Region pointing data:

::::::::

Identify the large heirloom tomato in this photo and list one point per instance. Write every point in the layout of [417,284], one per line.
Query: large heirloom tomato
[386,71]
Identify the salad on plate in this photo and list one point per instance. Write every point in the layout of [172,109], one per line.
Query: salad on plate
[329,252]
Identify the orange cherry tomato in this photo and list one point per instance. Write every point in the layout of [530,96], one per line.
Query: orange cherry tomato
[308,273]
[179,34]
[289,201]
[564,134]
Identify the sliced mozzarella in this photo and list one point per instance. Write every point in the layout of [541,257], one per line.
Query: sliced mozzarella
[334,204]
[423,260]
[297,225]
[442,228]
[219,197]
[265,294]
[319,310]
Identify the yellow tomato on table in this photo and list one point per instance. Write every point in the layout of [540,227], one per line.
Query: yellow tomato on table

::::::::

◆ **What to produce**: Retyping every line above exactly is all that is needed.

◆ **Solution for this problem**:
Identify the large heirloom tomato in this photo and list one point per instance. Write every point in the layout of [417,284], one per line.
Query: large heirloom tomato
[386,71]
Identify the salad on plate in this photo and list one point per instance. Write every point in the layout of [172,109], one per line.
Query: salad on plate
[329,252]
Identify the orange cherry tomato in this photo and list one point per instance. Write every point in the layout of [530,96], one per line.
Query: orange cherry tomato
[308,273]
[179,34]
[289,201]
[564,134]
Identify the sliced mozzarella in this photo and list one point per instance. Write every point in the layout of [541,257], one per line.
Query: sliced mozzarella
[334,204]
[423,260]
[297,225]
[442,228]
[219,197]
[265,294]
[319,310]
Identify the yellow tomato on table in this photo and list one point per instance. Write every point in the layout of [540,227], one per line.
Query: yellow tomato on table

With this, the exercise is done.